▸ **Excerpted records**:
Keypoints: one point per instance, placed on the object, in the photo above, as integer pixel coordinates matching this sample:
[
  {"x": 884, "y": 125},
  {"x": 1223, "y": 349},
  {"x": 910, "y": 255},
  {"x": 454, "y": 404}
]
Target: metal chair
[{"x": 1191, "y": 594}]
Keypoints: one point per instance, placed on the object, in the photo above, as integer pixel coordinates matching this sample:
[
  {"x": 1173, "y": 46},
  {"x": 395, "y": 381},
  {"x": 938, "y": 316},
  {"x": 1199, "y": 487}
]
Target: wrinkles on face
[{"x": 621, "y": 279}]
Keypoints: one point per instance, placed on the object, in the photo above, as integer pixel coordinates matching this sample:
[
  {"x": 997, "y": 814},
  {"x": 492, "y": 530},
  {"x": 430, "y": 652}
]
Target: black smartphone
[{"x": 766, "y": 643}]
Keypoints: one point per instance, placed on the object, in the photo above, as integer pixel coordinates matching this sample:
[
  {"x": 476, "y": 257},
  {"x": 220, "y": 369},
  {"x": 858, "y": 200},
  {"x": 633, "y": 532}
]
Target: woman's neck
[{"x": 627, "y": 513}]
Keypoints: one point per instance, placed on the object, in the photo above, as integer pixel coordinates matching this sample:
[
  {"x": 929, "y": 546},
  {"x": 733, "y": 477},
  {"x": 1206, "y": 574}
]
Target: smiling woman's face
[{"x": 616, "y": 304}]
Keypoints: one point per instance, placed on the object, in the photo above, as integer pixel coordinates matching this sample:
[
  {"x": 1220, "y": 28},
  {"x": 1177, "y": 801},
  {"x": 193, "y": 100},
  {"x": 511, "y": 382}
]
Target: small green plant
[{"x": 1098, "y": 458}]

▸ **Your task**:
Quote all of the entries above verbatim, from the first line through the last.

▸ **Exercise output**:
Keypoints: one point per instance, placed on the object, in the photo above, as integer pixel coordinates matching this sample:
[
  {"x": 884, "y": 125},
  {"x": 1223, "y": 349},
  {"x": 910, "y": 255},
  {"x": 454, "y": 404}
]
Target: metal chair
[{"x": 1191, "y": 594}]
Keypoints: one point per instance, placed on the object, in the photo above, as integer pixel coordinates matching this sample:
[
  {"x": 1173, "y": 46},
  {"x": 395, "y": 381},
  {"x": 938, "y": 316},
  {"x": 1199, "y": 487}
]
Target: wrinkles on face
[{"x": 621, "y": 279}]
Keypoints: one point per instance, placed on the object, in the photo above, as integer pixel coordinates matching this sample:
[
  {"x": 997, "y": 814},
  {"x": 492, "y": 530},
  {"x": 430, "y": 652}
]
Target: black smartphone
[{"x": 766, "y": 643}]
Keypoints: one point per instance, placed on the object, in the photo above, as integer pixel coordinates matching this sample:
[
  {"x": 476, "y": 257},
  {"x": 220, "y": 369},
  {"x": 858, "y": 200},
  {"x": 633, "y": 532}
]
Target: woman's neck
[{"x": 627, "y": 513}]
Keypoints: one point per instance, placed on the object, in the photo above, as integer pixel coordinates matching this sample:
[
  {"x": 929, "y": 546},
  {"x": 733, "y": 477},
  {"x": 1206, "y": 574}
]
Target: smiling woman's face
[{"x": 616, "y": 304}]
Keypoints: one point per instance, placed on the object, in the photo above, as integer pixel coordinates matching this sample:
[
  {"x": 1220, "y": 28},
  {"x": 1177, "y": 801},
  {"x": 193, "y": 100},
  {"x": 511, "y": 382}
]
Target: small green plant
[{"x": 1098, "y": 458}]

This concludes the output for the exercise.